***** Available records

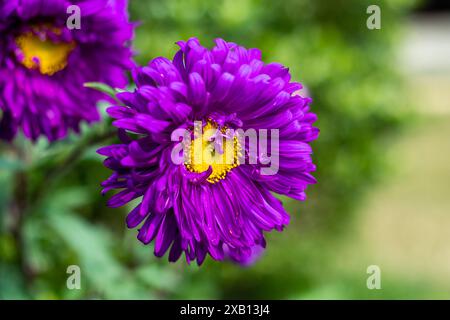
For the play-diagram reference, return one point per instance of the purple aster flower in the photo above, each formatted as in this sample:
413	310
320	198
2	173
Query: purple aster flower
44	63
220	208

**********

• [What the task asks] Can you render each line of the items above as a Markdown table with the columns Row and Text, numbering the rows and skipping blank lines? Leave the pictures out.

• [Final result]
| Row | Text |
|---|---|
| 1 | For the play-diagram reference, return one point per instance of the purple aster flower in the photo above, each formatted as in this sample: |
| 2 | 413	310 |
| 3 | 320	198 |
| 4 | 2	173 |
| 5 | Query: purple aster flower |
| 6 | 44	63 |
| 7 | 220	208 |